» WHAT YOU NEED TO DO: Start at the line below containing "Target: man's face" and stop at the line containing "Place a point on every instance of the white polka". Repeat every line of that stretch exactly, and nothing outside it.
--- INPUT Enclosed Below ---
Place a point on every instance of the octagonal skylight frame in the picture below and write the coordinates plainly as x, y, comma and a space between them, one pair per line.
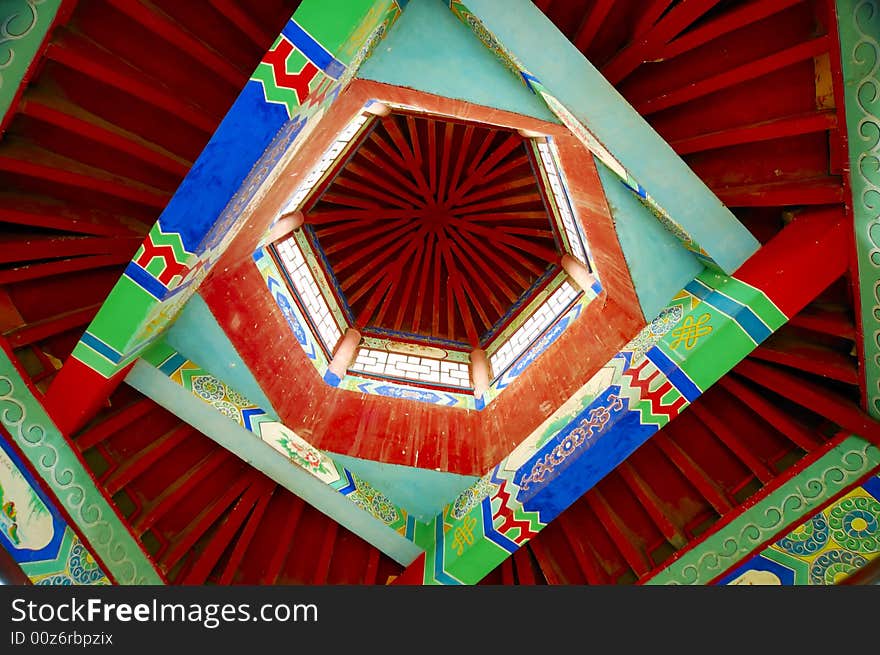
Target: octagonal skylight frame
417, 368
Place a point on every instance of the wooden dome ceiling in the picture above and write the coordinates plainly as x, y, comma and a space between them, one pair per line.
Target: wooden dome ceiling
435, 227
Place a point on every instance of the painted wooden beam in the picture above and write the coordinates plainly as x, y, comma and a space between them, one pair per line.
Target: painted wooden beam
214, 200
182, 387
25, 30
62, 470
779, 510
708, 328
592, 109
859, 27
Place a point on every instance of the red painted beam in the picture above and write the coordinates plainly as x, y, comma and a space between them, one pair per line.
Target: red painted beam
734, 19
81, 55
284, 541
651, 503
734, 76
226, 531
77, 393
166, 501
814, 397
68, 116
206, 518
707, 487
165, 27
775, 128
49, 327
244, 21
39, 164
733, 442
247, 534
821, 235
816, 191
139, 463
783, 422
62, 267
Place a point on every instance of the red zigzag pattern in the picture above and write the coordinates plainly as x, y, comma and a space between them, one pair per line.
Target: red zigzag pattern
654, 397
525, 531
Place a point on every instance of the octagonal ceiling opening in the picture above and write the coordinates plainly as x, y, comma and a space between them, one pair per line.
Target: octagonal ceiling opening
439, 240
435, 229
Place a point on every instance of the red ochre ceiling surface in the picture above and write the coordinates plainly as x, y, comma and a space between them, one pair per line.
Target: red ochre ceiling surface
403, 431
434, 227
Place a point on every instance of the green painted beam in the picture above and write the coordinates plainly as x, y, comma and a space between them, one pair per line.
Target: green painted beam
859, 25
777, 512
65, 475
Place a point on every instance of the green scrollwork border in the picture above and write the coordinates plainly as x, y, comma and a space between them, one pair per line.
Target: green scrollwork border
859, 26
61, 470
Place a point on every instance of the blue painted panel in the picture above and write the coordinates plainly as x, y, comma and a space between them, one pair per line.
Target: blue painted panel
430, 50
592, 461
197, 336
758, 563
217, 174
423, 493
577, 84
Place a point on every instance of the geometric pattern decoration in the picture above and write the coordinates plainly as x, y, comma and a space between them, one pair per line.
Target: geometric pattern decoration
234, 406
795, 503
649, 382
823, 550
312, 60
859, 25
35, 534
302, 328
464, 208
73, 566
60, 468
458, 207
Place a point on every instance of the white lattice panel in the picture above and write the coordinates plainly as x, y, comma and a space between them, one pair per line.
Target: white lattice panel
530, 331
412, 367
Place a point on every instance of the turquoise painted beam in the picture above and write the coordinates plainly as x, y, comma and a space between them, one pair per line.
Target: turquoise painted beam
658, 263
577, 92
310, 63
429, 50
859, 26
358, 511
197, 336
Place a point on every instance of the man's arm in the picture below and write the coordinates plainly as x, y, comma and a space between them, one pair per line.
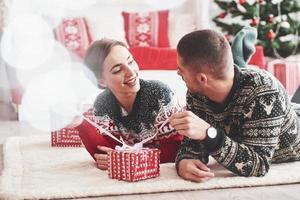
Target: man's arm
191, 150
252, 155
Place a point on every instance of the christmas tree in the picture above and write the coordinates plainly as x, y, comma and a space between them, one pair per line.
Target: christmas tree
277, 23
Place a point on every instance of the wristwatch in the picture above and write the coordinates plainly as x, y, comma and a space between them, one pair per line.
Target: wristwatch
211, 133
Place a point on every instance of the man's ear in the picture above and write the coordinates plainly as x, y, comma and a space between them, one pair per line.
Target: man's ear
201, 78
101, 83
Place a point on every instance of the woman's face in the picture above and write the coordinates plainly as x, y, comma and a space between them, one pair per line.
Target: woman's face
120, 72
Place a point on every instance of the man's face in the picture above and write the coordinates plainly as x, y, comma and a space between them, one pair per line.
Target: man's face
189, 77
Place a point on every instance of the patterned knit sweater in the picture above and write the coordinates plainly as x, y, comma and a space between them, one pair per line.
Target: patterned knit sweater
256, 125
154, 103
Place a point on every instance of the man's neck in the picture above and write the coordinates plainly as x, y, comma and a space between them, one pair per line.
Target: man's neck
220, 90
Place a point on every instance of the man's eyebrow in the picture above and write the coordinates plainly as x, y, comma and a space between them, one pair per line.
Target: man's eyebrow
116, 65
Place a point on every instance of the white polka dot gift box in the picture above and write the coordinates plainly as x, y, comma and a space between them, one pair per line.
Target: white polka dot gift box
133, 165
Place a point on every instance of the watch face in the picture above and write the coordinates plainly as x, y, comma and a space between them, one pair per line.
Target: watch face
211, 132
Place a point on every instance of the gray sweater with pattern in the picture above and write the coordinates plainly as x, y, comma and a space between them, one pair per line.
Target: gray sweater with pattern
256, 126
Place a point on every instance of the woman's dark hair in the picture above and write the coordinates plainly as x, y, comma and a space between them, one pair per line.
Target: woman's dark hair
97, 52
206, 48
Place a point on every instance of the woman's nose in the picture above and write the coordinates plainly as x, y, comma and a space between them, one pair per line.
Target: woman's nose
130, 70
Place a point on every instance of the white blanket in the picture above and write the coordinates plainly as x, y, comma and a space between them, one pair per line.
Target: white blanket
34, 170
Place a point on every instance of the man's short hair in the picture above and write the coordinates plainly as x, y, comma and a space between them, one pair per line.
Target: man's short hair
206, 48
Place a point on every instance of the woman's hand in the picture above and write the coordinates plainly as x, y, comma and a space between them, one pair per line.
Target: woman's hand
101, 159
190, 125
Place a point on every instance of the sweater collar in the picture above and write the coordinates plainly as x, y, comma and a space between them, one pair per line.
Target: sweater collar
217, 107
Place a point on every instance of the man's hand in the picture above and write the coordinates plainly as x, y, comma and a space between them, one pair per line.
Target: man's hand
190, 125
194, 170
101, 159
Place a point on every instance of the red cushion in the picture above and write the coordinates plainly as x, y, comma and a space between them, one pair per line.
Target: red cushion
155, 58
73, 33
147, 29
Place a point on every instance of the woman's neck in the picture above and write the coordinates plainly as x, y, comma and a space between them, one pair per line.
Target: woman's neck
126, 100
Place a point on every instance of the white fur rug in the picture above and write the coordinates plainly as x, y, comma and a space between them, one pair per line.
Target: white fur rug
34, 170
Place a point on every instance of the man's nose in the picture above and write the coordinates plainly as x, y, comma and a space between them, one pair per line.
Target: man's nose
130, 70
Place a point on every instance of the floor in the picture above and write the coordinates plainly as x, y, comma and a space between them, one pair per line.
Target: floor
10, 127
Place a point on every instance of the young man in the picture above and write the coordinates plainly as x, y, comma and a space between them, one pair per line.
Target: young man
243, 118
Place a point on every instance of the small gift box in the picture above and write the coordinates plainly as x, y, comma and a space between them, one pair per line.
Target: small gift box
287, 72
133, 165
68, 137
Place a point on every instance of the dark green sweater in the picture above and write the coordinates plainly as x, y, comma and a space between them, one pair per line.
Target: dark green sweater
256, 125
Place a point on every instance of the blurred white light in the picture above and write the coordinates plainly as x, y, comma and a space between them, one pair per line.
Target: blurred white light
164, 4
60, 55
52, 100
27, 41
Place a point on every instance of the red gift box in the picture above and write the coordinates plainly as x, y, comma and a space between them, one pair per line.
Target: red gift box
68, 137
287, 72
133, 165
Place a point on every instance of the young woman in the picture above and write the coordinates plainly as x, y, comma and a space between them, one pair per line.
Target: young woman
129, 107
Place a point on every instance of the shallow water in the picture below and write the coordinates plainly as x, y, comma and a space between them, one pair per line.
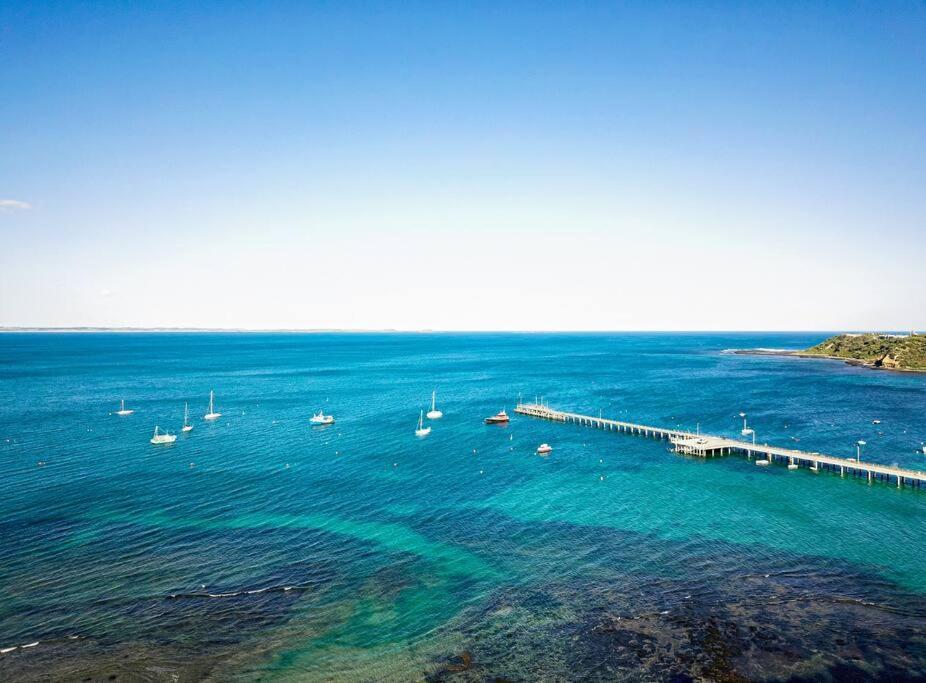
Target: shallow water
261, 547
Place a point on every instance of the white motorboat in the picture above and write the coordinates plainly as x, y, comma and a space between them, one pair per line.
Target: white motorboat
187, 427
434, 413
166, 437
212, 415
422, 430
321, 419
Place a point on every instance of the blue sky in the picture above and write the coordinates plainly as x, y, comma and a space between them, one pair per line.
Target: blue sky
464, 165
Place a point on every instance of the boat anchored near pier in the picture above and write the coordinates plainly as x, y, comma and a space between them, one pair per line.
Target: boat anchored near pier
703, 445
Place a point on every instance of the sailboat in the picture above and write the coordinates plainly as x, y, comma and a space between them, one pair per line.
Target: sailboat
422, 430
187, 427
166, 437
434, 413
212, 415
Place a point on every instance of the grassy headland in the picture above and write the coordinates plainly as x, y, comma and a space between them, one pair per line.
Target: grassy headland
891, 352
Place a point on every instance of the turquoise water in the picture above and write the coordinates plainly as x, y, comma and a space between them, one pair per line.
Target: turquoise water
258, 546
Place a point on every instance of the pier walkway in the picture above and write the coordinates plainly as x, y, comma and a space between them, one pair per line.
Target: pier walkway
704, 445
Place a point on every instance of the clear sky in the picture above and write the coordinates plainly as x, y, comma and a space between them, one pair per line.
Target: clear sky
542, 165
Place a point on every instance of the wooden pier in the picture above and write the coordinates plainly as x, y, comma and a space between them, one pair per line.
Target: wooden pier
704, 445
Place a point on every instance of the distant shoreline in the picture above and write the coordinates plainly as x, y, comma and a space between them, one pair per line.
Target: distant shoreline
816, 356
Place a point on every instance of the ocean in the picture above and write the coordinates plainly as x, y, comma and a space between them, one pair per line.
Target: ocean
259, 547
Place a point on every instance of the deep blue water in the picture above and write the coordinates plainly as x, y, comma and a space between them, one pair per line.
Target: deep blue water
258, 546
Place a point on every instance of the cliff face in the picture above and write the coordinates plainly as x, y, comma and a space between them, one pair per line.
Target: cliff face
878, 350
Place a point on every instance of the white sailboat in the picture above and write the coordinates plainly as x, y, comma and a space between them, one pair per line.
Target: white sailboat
166, 437
320, 418
422, 430
434, 413
212, 415
187, 427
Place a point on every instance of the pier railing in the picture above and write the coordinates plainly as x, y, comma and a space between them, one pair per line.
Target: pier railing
705, 445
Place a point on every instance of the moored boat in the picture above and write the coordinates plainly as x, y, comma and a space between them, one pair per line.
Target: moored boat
499, 418
320, 418
434, 413
422, 430
166, 437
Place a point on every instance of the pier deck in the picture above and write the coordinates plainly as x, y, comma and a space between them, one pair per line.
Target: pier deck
705, 445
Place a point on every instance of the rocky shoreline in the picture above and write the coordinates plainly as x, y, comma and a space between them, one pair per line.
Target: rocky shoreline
816, 356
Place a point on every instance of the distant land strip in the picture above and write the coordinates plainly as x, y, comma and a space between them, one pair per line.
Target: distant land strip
899, 352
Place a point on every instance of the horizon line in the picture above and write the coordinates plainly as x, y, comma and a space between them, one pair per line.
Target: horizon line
361, 330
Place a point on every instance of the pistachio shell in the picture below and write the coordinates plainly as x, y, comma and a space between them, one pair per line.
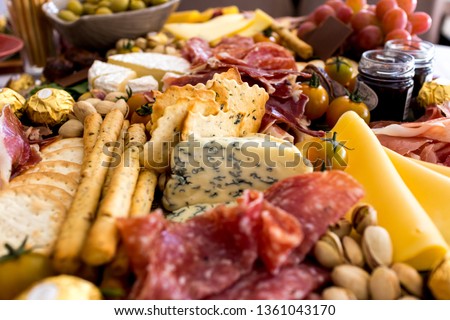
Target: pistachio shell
377, 247
338, 293
384, 284
342, 228
352, 251
352, 278
410, 279
82, 109
439, 281
363, 216
71, 129
326, 255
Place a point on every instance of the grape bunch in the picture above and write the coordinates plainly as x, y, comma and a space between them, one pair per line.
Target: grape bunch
372, 25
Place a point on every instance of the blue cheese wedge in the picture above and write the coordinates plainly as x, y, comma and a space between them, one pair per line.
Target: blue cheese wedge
149, 63
218, 170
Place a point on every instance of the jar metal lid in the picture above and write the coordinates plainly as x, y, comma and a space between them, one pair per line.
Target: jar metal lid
422, 51
389, 65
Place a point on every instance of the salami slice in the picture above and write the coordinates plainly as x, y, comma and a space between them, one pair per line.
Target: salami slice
317, 199
294, 282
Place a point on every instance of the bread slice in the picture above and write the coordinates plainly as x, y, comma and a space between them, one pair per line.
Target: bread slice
32, 213
46, 178
63, 143
73, 154
68, 168
63, 196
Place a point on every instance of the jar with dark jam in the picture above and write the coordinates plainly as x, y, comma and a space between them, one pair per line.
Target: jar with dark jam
390, 75
423, 53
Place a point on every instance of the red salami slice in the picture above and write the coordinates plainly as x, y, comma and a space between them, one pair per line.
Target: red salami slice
294, 282
317, 199
208, 253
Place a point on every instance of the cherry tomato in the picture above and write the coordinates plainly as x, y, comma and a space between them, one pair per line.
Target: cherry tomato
339, 69
142, 114
343, 104
325, 153
19, 269
318, 98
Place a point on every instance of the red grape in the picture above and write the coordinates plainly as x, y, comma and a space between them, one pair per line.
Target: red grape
335, 4
322, 12
305, 28
369, 37
395, 18
408, 5
398, 34
363, 19
356, 5
344, 14
384, 6
420, 21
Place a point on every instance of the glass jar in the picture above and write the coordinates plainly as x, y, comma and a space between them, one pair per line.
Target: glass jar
390, 75
423, 53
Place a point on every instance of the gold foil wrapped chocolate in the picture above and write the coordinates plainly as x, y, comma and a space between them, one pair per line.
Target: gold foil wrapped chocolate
49, 106
13, 99
434, 92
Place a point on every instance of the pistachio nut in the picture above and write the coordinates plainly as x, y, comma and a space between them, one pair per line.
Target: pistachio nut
352, 251
439, 281
71, 129
338, 293
352, 278
410, 278
384, 284
81, 109
342, 228
377, 247
363, 216
327, 255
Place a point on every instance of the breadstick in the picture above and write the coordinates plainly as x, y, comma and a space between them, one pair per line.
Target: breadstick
144, 193
118, 150
84, 205
101, 244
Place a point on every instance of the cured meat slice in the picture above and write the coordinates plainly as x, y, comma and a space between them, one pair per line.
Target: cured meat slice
317, 200
208, 253
293, 282
16, 154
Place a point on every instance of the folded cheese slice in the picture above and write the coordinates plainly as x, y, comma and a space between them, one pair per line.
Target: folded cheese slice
416, 239
430, 188
217, 170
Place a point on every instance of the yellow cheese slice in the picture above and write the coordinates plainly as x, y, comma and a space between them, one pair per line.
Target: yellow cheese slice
212, 30
430, 188
416, 240
260, 22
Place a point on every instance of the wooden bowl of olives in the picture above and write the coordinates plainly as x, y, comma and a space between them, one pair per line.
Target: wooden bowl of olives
98, 24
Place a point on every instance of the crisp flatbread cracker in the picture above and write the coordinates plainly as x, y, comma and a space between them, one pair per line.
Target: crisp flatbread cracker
68, 168
32, 213
73, 154
63, 143
46, 178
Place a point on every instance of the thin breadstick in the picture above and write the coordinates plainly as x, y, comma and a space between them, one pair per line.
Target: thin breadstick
118, 150
304, 50
143, 193
84, 205
101, 244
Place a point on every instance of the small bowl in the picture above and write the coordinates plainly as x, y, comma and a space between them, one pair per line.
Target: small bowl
100, 32
9, 45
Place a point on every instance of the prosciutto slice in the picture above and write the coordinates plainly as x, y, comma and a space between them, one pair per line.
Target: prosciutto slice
16, 154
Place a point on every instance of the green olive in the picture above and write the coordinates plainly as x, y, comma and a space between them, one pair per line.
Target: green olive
137, 5
89, 8
67, 15
103, 10
75, 6
119, 5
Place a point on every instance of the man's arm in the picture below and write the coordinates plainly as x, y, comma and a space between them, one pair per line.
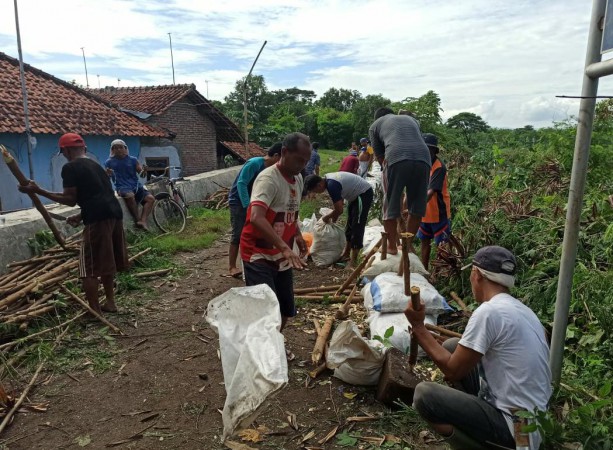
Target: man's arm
454, 366
68, 197
258, 219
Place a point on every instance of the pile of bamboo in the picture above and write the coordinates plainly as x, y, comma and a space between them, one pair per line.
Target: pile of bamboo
30, 288
217, 200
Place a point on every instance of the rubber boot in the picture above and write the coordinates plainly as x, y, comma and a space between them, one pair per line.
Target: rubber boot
460, 441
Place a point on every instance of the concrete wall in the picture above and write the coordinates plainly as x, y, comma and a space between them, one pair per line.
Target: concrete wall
47, 163
16, 228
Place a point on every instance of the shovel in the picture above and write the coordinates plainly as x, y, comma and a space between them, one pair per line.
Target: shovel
398, 377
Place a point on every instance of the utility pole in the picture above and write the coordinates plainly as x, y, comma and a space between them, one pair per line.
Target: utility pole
24, 93
245, 97
172, 61
85, 64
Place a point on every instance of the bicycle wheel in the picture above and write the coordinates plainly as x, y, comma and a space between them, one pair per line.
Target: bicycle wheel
169, 216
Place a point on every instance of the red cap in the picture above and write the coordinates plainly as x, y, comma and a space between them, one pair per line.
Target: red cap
71, 140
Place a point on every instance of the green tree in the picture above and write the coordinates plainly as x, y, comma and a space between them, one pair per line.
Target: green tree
338, 99
468, 124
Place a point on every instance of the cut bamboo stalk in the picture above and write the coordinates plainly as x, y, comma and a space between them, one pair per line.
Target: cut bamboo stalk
358, 269
90, 310
40, 333
320, 343
23, 181
132, 258
443, 331
383, 246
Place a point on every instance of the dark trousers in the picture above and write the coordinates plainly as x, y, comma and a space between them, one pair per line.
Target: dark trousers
460, 407
357, 212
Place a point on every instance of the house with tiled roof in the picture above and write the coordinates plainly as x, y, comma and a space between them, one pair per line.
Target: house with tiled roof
56, 107
198, 129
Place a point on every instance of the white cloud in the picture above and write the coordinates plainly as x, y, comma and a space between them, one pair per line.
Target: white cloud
505, 61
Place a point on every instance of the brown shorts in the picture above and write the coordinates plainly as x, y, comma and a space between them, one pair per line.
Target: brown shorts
103, 249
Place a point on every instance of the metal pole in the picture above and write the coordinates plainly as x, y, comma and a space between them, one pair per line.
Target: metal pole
245, 96
172, 61
24, 92
575, 195
85, 64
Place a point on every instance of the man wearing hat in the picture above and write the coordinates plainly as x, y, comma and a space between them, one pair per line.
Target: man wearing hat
436, 224
498, 367
124, 170
103, 246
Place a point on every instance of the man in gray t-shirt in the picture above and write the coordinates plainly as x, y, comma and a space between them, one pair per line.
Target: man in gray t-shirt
405, 161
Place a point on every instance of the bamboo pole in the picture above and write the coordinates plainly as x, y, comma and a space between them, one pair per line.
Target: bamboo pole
89, 309
320, 343
358, 269
23, 181
443, 331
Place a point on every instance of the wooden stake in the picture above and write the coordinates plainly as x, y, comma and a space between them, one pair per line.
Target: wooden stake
320, 343
358, 269
21, 178
90, 310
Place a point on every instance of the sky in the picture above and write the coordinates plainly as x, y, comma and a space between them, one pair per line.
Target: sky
505, 61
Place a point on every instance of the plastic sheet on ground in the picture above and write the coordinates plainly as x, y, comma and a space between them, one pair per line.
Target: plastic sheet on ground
328, 243
391, 264
386, 294
355, 360
248, 320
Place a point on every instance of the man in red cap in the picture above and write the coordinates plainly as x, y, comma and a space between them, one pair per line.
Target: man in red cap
103, 248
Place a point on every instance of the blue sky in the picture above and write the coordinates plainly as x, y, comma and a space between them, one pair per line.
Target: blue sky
505, 61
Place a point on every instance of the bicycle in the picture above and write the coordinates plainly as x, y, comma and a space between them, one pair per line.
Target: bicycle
170, 207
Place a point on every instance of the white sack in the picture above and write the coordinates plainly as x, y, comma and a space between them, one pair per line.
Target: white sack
248, 320
386, 294
400, 339
355, 360
328, 243
391, 264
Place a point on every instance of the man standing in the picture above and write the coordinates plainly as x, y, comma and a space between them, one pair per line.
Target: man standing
436, 224
343, 186
124, 170
272, 228
312, 167
405, 162
239, 197
103, 248
499, 366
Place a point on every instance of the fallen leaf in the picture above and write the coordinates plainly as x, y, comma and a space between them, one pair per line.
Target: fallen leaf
237, 446
329, 436
83, 441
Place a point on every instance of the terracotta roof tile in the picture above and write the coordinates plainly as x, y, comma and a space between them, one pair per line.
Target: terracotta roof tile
56, 106
155, 100
238, 148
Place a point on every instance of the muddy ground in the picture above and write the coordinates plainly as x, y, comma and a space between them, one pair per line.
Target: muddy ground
164, 389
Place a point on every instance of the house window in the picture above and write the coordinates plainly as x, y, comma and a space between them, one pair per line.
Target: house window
156, 166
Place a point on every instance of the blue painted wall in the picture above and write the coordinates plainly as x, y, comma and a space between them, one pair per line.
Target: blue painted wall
47, 163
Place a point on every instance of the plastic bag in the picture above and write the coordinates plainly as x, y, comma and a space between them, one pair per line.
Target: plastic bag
328, 243
386, 294
355, 360
391, 263
248, 320
380, 324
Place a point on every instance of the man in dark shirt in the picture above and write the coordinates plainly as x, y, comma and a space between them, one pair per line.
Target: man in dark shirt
103, 248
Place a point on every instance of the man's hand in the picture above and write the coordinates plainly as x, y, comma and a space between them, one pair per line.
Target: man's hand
415, 318
293, 259
301, 245
74, 220
31, 188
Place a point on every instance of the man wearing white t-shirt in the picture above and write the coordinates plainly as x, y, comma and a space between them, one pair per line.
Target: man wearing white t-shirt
498, 367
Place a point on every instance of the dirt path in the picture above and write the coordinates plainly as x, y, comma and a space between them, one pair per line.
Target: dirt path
165, 387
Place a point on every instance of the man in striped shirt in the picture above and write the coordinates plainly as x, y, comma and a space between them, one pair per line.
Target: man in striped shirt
405, 161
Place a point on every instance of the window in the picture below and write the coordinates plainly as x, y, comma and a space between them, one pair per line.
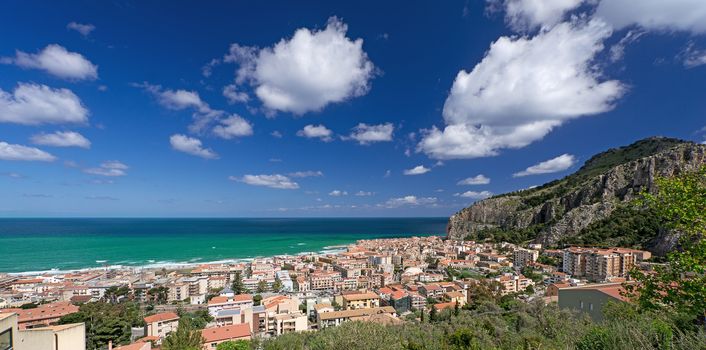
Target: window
6, 339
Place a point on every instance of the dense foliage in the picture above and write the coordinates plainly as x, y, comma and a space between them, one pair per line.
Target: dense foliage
627, 226
680, 284
106, 322
524, 326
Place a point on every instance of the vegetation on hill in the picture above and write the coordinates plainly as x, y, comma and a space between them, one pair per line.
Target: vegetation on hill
595, 166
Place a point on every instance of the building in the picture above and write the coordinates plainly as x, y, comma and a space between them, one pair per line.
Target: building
591, 298
522, 257
42, 315
360, 301
598, 264
214, 336
63, 337
160, 325
335, 318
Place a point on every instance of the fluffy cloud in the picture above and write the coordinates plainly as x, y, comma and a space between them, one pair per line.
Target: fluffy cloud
62, 139
474, 180
316, 131
273, 181
308, 173
190, 145
34, 104
553, 165
308, 71
528, 14
10, 151
693, 57
658, 15
57, 61
409, 201
366, 134
417, 170
84, 29
111, 168
521, 90
233, 126
474, 194
231, 93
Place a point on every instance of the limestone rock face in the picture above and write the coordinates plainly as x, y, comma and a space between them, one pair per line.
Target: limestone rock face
564, 207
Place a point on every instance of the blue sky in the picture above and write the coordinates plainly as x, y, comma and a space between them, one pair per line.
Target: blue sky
140, 108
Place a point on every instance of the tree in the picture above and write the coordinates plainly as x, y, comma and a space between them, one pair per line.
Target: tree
186, 337
238, 287
680, 203
106, 322
277, 286
234, 345
261, 286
--- End of Enclosed INPUT ---
» FINISHED EXERCISE:
Target: man's face
189, 77
Place a point on every instance of the patterned knit sweater in the picture above and write the coordinates plainly as x, y, comma and a space between them, one pair per line.
Target: patterned knit sweater
256, 125
154, 103
Place a point on every instance of the man's neck in the picture above and write the coordinates plainly as x, y, comma and a space between them, one pair per line.
Target: man's neck
220, 90
Place a point on every instance of the man's eyebrow in the picture above and write the coordinates plainly as x, y, comma and a space between them, one pair per line.
Target: man's eyebrow
116, 65
Place a point on every instance of the white polka dot gift box in the picture above and write the coordinates plainly as x, y, comma and a space between them, one pair per line.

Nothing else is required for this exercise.